Listing of pointing and labeling entries:
□ □ □ □

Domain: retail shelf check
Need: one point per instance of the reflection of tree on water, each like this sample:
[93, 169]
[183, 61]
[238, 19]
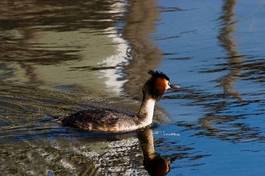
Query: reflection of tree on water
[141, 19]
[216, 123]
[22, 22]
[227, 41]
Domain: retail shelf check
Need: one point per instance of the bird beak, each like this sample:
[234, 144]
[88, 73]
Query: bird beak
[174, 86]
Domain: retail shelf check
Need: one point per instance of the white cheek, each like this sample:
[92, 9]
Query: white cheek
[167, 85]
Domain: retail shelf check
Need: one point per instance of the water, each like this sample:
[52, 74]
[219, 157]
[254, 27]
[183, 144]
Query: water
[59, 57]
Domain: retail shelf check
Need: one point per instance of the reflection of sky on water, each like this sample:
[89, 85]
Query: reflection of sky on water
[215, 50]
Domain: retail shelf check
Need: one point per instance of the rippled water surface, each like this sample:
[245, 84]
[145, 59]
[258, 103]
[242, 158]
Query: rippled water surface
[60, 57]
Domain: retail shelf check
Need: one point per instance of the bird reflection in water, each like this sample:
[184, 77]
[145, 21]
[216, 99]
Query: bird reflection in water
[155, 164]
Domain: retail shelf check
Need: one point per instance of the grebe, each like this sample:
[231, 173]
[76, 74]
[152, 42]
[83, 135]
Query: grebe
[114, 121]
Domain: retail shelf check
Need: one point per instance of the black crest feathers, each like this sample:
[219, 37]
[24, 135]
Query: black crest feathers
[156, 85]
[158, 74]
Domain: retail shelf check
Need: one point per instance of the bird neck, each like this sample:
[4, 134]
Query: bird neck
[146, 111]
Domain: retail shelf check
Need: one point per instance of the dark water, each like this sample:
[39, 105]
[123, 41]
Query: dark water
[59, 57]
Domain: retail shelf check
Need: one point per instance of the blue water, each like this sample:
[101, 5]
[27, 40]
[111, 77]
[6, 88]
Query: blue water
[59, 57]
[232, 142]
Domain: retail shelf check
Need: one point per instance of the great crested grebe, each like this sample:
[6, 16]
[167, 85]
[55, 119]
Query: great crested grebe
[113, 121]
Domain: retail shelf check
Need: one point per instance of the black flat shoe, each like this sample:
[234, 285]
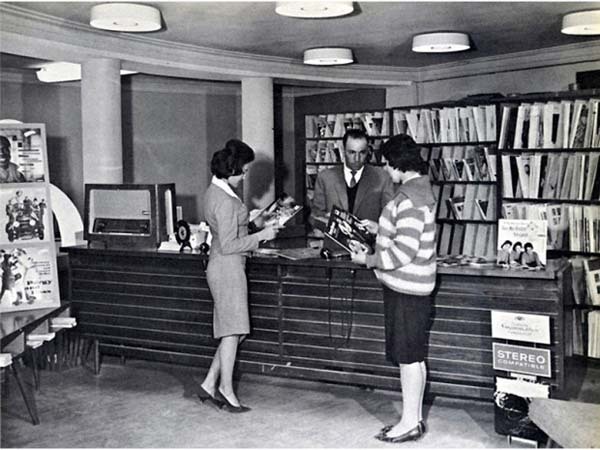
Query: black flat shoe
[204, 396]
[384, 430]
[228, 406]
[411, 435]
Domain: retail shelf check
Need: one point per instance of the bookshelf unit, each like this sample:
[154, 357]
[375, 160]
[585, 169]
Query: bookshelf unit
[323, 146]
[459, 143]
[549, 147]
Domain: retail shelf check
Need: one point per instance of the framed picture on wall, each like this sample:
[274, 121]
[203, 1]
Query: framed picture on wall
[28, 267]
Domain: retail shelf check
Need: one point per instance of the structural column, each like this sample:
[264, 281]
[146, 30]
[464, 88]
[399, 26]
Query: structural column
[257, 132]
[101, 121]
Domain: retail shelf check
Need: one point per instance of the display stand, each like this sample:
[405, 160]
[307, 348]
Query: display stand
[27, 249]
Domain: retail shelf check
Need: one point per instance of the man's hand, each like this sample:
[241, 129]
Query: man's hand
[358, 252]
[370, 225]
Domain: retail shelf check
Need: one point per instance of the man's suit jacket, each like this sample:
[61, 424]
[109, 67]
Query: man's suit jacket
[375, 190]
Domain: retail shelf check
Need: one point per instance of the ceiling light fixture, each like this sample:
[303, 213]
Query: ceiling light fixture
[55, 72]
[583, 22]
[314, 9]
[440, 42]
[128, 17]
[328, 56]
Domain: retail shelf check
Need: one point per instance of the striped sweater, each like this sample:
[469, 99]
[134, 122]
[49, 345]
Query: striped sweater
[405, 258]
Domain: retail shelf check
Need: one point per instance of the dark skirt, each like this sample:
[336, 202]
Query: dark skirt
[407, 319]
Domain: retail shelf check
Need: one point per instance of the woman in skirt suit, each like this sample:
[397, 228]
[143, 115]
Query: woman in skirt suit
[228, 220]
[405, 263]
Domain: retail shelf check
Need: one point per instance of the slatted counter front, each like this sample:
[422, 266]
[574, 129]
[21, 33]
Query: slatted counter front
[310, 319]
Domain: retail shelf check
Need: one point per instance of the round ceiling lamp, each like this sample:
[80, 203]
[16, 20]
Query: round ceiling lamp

□ □ □ □

* Instruction
Show each line of the listing above that contains the string "bookshelf", copying every such line in full.

* Result of this task
Need: one point per instance of the bookshelf unit, each like this sample:
Query: bookshelf unit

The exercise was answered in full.